• Required task 1: Can you return, word for word, the part of the passage on network training algorithms from "where, η is" to "computed by sW(n + 1)."?

======== Supplied passage ========

According to the Resilient Backpropagation algorithm (Rprop) [26], the update of the weight and bias matrix is varied according to the sign of the derivative of the ERF. For the first iteration, the weight change value is equal to a given value. For further iterations, the derivative of ERF is calculated and is matched with that of the older value. If the sign changes, then the update value is decreased by a specific value. For no change in sign of derivative of ERF, the update value is increased by a specific value, which is initialized to the network. If there is no change in the value of the ERF derivative the update value is kept same [27]. The update value is then checked with the maximum update value and the network moves to the next iteration.

For the OSS algorithm [28], a secant approximation is done to reduce the storage problem relating to the Quasi-Newton method. The Hessian matrix is taken as identity matrix instead of storing the Hessian matrix, which would have actually scored storage problems. For the sake of simplicity, the weight and bias matrix is set as a single vector. The computation of parameter η, which determines the learning rate, is done by a line search algorithm, which is actually an iterative process to search the best estimation of η. The line search is nothing but an iterative process in which estimates of η are given. With variation in value of η for constant value of update, i.e., for a particular update, the argument of ERF traces a line in the ω + β dimensional plane. The line search is continued till a better approximation is available. The update to weights for a particular iteration at step (n + 1) is given as:

$$ \Updelta W\left( {n + 1} \right) = \eta \left( {sW} \right) $$
(4)

where, η is the parameter which minimizes the ERF along the search direction.

The first search direction is along the negative of the gradient of the ERF. The subsequent search directions are computed by sW(n + 1).

sW(n + 1) is given as :

$$ sW\left( {n + 1} \right) = - gW\left( {n + 1} \right) + A\left( {n + 1} \right) \times \Updelta W\left( n \right) + B\left( {n + 1} \right) \times \Updelta gW\left( n \right) $$
(5)

where,

$$ \begin{gathered} A\left( {n + 1} \right) = - \left[ {\left( {1 + {\frac{{\Updelta gW\left( n \right)^{\text{T}} \times \Updelta gW\left( n \right)}}{{\Updelta W\left( n \right)^{\text{T}} \times \Updelta gW\left( n \right)}}}} \right) \times B\left( {n + 1} \right)} \right] + {\frac{{\Updelta gW\left( n \right)^{\text{T}} \times gW\left( {n + 1} \right)}}{{\Updelta W\left( n \right)^{\text{T}} \times \Updelta gW\left( n \right)}}} \hfill \\ B\left( {n + 1} \right) = {\frac{{\Updelta W\left( n \right)^{\text{T}} \times gW\left( {n + 1} \right)}}{{\Updelta W\left( n \right)^{\text{T}} \times \Updelta gW\left( n \right)}}}, \hfill \\ \end{gathered} $$
(6)

where, gW(n + 1) is the gradient for step n + 1, ΔW(n) is the weight update for step n, ΔgW(n)T is the transpose matrix of change in gradient at step n + 1. With all these updated values, the network runs for the next iteration. The training stops when the performance goal is reached or epochs are completed.

======== Given data ========

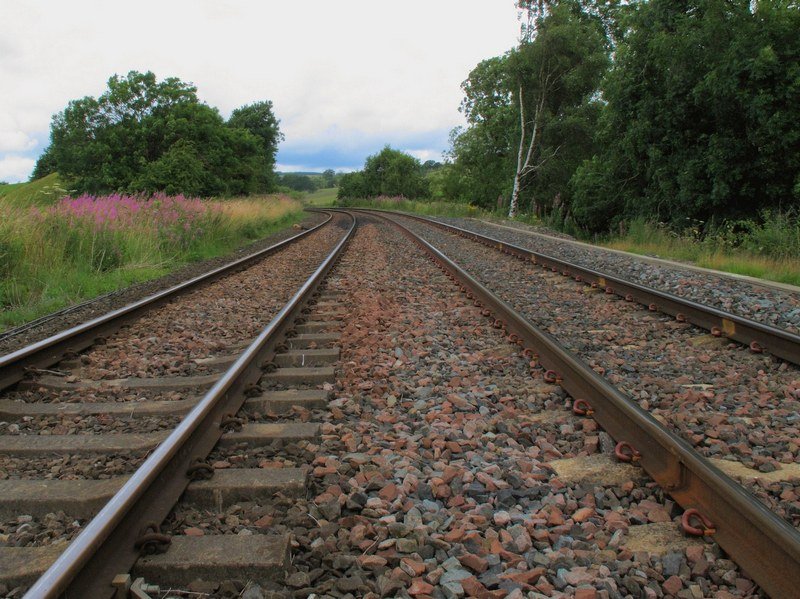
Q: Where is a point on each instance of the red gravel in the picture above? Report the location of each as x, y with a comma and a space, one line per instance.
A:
727, 402
435, 474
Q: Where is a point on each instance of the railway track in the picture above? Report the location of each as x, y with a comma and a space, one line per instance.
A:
132, 387
443, 463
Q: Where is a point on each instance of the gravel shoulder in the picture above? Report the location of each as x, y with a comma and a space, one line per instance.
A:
729, 404
439, 473
768, 305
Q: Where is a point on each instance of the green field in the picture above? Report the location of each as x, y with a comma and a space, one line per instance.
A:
36, 193
321, 197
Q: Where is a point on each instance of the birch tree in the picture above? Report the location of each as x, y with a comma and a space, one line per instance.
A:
561, 55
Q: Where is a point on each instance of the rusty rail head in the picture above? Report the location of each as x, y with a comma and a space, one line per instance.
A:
778, 342
765, 546
105, 547
47, 352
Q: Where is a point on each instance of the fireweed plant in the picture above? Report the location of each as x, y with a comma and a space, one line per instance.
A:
81, 247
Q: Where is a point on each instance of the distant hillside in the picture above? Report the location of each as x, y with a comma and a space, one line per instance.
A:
40, 192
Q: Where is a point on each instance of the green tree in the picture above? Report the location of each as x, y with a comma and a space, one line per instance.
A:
554, 77
394, 173
146, 135
717, 137
531, 113
259, 119
298, 182
481, 153
389, 173
328, 178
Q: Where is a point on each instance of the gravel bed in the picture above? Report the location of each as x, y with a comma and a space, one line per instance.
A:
204, 322
214, 320
28, 531
139, 291
88, 425
70, 467
726, 401
434, 474
104, 394
770, 306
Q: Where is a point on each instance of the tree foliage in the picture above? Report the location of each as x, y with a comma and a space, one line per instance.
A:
388, 173
680, 111
147, 135
532, 112
702, 118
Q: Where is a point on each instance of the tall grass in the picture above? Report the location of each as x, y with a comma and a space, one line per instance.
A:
77, 248
767, 249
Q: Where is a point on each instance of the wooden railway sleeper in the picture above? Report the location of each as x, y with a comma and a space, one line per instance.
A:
689, 516
626, 452
152, 540
200, 470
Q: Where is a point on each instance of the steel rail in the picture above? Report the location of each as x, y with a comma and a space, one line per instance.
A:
779, 342
765, 546
105, 547
47, 352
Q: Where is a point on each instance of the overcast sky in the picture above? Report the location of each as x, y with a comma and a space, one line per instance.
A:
345, 77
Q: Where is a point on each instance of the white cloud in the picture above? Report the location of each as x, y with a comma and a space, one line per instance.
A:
16, 141
14, 169
12, 137
336, 71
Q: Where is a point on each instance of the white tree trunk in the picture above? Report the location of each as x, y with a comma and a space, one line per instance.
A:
524, 164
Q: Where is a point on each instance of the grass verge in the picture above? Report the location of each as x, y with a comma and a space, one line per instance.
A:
769, 250
321, 198
76, 249
714, 251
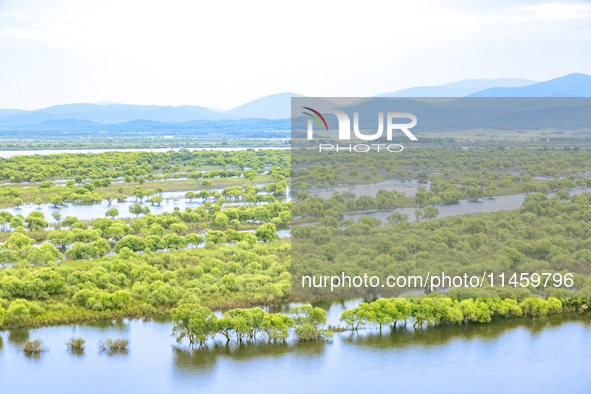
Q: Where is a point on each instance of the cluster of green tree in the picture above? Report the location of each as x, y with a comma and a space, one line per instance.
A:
544, 235
89, 193
331, 211
128, 284
438, 309
54, 142
327, 169
111, 165
199, 323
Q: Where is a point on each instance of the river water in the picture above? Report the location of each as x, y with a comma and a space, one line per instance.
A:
522, 356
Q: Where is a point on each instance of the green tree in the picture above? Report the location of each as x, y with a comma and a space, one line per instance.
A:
196, 322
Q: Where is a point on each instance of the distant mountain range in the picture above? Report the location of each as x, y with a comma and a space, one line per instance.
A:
112, 116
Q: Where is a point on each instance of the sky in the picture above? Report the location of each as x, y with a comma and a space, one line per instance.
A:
224, 53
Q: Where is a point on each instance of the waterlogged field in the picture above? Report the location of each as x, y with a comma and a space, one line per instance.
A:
197, 240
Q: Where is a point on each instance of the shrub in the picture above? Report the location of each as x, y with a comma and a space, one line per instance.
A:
76, 344
114, 345
34, 347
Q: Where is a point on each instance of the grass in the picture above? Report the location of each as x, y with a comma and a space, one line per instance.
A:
34, 347
114, 345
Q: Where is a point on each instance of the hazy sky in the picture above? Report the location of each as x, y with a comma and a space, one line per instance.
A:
224, 53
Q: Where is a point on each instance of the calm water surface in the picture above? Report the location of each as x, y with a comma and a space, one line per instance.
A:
549, 355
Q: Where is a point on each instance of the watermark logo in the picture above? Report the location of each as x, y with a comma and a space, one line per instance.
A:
345, 124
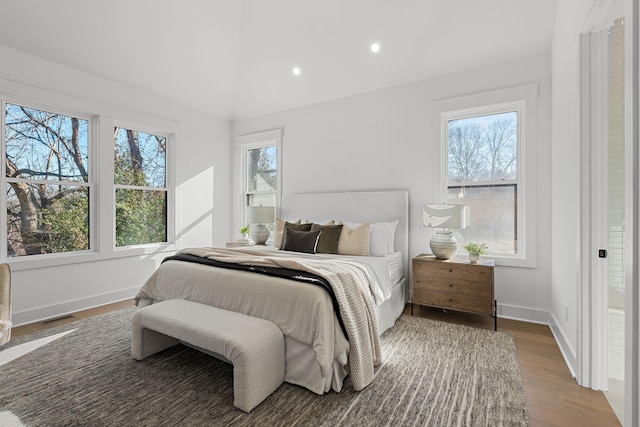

========

• Required task 2: Can you add 149 to every coordinate in the answers and give back the rows from the line with "Q: Where is a point on each instance of the calm" through the end of the rows, requests included? Give only those lines and leave the pictures out.

• Worked solution 1:
where, η is the parameter which minimizes the ERF along the search direction.

The first search direction is along the negative of the gradient of the ERF. The subsequent search directions are computed by sW(n + 1).

• Worked solution 2:
Q: Where is a point on each instance of the calm water surface in the picture above? Report the location of each as x, y with a comma and a space, one line per instance.
A:
698, 504
Q: Where is a point on each instance of the watermark logo in the picture above? Report the location of each as x, y with a comma and a space, one line per instance.
A:
494, 273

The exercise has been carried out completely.